ASSIGNMENT — Count the lines in the listing below that contain the string "positive", and give only the number.

Saved entries —
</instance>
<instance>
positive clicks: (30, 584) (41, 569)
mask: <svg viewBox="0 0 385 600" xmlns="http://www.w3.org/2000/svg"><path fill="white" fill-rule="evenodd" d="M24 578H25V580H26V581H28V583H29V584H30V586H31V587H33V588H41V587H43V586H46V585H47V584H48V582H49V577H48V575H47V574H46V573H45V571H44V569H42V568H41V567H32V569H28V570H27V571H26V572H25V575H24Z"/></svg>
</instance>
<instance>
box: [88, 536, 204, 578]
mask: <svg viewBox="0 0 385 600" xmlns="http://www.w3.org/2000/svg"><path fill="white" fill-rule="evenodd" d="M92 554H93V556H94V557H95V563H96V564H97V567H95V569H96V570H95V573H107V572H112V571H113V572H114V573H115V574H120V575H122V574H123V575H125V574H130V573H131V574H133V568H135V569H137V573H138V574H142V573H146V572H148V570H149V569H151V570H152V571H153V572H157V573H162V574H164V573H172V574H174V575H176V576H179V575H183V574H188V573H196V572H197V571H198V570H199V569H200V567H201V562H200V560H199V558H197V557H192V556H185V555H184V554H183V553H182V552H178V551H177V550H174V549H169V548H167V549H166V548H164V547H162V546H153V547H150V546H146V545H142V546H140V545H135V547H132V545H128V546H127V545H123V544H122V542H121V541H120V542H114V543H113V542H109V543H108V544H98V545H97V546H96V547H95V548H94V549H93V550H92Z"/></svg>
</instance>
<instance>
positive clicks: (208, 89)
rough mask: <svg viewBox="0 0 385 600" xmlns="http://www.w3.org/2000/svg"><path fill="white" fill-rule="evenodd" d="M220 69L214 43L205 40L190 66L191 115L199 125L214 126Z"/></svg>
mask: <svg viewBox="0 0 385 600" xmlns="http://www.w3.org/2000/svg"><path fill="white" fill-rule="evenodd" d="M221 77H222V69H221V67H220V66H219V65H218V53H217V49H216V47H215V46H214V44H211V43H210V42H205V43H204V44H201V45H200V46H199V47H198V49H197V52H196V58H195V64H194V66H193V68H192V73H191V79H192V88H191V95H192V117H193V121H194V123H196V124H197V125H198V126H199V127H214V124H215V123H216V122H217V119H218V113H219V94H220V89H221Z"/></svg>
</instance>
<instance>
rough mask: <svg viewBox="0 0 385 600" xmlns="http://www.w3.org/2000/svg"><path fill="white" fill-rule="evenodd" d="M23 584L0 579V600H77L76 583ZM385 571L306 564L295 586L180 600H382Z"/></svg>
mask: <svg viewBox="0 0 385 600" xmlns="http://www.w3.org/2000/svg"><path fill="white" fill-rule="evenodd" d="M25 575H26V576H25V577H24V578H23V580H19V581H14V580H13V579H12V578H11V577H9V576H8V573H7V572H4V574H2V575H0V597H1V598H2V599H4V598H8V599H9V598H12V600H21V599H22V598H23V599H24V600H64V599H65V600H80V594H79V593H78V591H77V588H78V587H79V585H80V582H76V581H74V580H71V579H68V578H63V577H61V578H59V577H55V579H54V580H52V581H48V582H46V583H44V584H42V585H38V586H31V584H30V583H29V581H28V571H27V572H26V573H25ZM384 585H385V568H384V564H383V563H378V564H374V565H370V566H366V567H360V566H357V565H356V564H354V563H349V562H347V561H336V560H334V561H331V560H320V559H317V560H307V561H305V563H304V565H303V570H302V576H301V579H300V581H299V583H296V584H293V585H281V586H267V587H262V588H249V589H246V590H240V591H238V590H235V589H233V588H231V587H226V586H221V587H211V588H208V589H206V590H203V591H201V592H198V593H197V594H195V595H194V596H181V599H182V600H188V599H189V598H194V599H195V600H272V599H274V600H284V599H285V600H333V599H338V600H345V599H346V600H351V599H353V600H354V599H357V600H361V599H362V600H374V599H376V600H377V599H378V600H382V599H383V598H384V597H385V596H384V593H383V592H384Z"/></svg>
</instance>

ANSWER TO THIS EXERCISE — 2